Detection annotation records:
= = =

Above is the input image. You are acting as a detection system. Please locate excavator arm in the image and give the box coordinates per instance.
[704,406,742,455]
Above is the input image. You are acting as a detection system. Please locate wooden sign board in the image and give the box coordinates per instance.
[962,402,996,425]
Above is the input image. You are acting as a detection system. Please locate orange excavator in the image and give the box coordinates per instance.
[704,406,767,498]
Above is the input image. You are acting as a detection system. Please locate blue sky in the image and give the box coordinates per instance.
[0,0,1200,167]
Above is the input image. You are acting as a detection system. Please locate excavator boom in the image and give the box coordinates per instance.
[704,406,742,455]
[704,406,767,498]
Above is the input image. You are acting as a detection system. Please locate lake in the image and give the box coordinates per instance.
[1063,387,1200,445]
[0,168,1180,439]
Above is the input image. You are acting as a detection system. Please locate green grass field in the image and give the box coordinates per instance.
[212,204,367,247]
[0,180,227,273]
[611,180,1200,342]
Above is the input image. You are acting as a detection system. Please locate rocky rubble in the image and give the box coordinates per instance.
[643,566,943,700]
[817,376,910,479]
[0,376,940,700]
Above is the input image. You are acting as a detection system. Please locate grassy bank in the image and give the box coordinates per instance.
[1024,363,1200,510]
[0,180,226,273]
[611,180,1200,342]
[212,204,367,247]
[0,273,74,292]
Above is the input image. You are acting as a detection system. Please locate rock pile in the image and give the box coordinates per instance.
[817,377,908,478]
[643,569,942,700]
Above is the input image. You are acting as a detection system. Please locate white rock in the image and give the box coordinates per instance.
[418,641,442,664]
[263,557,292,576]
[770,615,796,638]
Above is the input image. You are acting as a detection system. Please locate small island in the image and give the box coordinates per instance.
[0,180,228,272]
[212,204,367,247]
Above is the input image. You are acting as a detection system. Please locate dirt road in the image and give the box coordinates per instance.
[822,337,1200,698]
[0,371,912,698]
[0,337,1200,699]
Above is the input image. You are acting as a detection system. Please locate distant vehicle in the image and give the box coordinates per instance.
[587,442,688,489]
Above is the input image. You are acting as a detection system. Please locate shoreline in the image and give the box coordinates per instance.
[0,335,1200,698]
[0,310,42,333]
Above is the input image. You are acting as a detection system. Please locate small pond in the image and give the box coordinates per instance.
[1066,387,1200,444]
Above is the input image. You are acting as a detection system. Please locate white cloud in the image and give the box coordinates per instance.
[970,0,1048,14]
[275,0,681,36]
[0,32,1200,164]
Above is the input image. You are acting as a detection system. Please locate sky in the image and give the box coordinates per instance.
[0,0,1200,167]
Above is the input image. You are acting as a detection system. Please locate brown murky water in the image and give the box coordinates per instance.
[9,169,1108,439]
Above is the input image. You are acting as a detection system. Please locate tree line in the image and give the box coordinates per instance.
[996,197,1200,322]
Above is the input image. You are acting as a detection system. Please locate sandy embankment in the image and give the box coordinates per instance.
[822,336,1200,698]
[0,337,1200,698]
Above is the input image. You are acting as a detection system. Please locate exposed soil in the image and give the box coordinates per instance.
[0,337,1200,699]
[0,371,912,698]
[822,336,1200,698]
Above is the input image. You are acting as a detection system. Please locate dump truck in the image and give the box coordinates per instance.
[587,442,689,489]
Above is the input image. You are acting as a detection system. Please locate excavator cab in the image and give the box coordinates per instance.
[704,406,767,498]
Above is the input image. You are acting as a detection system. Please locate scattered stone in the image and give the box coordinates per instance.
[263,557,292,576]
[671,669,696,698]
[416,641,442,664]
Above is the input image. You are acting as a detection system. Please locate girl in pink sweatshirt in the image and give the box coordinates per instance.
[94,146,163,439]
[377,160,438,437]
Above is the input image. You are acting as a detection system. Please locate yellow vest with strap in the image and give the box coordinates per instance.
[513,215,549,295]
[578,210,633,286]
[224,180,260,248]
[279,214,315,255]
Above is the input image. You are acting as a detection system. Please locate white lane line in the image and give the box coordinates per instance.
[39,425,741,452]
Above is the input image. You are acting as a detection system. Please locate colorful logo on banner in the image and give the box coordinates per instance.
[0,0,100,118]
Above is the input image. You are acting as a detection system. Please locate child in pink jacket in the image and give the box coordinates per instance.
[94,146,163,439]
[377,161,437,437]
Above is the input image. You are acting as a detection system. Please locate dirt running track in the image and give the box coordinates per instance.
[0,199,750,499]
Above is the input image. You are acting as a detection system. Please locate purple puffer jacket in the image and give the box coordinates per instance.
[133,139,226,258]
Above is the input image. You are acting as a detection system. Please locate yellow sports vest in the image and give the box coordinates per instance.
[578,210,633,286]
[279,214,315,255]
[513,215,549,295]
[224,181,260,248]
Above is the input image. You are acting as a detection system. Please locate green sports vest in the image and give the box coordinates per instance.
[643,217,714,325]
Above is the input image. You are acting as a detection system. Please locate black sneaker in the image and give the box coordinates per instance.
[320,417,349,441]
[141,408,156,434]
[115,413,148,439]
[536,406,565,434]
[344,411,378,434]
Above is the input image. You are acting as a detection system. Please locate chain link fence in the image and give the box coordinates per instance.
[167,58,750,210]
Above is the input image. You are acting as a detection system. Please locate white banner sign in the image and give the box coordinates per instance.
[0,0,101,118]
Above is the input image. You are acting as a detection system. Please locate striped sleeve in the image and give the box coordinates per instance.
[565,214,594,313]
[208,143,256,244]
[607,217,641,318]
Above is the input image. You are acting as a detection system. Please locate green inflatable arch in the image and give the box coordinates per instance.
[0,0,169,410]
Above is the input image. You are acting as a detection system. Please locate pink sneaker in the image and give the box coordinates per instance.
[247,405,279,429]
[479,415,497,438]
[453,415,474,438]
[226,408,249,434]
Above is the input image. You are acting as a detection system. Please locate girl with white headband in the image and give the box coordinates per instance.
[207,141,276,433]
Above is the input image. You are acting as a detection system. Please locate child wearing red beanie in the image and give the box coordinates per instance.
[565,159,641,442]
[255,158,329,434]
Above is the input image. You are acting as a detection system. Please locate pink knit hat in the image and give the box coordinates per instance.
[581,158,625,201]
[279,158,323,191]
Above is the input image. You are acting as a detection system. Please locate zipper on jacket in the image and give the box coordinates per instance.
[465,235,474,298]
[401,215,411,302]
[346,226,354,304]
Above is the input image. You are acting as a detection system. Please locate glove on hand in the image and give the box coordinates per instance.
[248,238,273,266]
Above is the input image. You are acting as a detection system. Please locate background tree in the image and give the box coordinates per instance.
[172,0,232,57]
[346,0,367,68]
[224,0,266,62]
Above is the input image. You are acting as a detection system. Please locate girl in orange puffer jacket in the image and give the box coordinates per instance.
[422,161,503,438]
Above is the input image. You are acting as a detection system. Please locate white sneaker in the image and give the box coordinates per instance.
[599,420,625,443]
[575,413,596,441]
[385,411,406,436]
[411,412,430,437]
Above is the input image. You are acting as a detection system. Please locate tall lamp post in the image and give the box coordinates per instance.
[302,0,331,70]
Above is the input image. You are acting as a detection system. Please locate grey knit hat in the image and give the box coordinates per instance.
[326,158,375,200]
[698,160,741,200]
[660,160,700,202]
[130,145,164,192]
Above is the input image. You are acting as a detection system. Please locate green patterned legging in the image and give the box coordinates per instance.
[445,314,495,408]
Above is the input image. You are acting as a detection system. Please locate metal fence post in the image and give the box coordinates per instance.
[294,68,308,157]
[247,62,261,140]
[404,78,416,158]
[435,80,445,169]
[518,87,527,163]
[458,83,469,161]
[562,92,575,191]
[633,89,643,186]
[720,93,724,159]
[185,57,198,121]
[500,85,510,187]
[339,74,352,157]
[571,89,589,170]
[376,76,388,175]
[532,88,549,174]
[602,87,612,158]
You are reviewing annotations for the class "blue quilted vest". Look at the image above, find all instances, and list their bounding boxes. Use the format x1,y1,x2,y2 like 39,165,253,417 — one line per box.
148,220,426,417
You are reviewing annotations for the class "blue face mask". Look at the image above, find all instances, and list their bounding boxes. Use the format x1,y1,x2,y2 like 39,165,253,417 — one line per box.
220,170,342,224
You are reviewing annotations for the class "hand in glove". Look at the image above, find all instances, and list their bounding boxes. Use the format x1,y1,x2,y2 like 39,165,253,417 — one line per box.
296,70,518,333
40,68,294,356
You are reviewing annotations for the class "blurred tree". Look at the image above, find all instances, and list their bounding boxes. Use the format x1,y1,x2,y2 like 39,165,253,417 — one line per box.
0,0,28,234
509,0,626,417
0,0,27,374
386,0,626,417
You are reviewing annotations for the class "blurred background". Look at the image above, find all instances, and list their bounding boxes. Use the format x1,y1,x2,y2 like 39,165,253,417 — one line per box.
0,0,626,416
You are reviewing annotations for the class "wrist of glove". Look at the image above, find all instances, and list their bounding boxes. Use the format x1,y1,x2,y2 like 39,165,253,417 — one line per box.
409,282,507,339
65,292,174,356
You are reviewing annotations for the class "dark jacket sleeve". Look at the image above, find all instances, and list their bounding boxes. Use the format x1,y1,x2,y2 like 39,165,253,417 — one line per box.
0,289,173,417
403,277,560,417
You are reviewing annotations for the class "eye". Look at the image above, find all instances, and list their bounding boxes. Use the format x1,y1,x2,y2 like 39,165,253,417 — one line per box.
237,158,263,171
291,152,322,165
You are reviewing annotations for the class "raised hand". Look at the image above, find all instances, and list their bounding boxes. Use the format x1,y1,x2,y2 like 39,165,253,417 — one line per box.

= = =

Print the lines of the material from the line containing "locate green sports" through the line containing "[346,226,354,304]", including both of those lines, and print only those lines.

Above is the input image. You are acting as a detection system. Please locate green sports vest in the image and give the box coordinates per instance.
[643,217,714,325]
Above is the input image. You are acting as a detection system. Please locate black sneaker in the image and give the box coordinates per instance.
[320,417,349,441]
[141,408,156,434]
[115,413,148,439]
[536,406,565,434]
[344,411,378,434]
Above is the input image. You are acting as a detection system. Please locate chain link fence in the image and give the box coordinates per instance.
[167,58,750,210]
Above is the input image. You are acting as a detection system. Please locate white banner sign in the image and give the box coordinates per instance.
[0,0,101,118]
Above is the input image. You are acting as a detection system. Please locate striped sleeve in the image and give the box coordinates per instance.
[565,214,594,313]
[208,143,256,244]
[607,217,641,318]
Above is the input image. You are acting as a detection system. Please locate green inflatable arch in the image and give the box coordinates per instance.
[0,0,169,410]
Above is the input image. You are acting as a detection system. Please locate pink sneaker in the image and give the box coordinates per instance.
[247,405,279,429]
[479,415,497,438]
[453,415,474,438]
[226,408,249,434]
Above is the input image. You are acting as a detection system. Please locate girl with white headband in the image and give the box coordinates per instance.
[207,141,276,433]
Above is the input image. You are acting as a detection system. Please locate child wearing red beanie in the image and give the box coordinates per instance.
[565,159,641,442]
[255,158,329,434]
Above is the input image. You are acting as a detection system. Please locate pink knit hat in the image and give the box coordinates per instance.
[581,158,625,201]
[279,158,323,191]
Above is the input image. You are acting as a detection system. Please locate zipper on jacket in the image and give the box coordinates per instance.
[465,235,474,298]
[401,215,411,302]
[346,226,354,304]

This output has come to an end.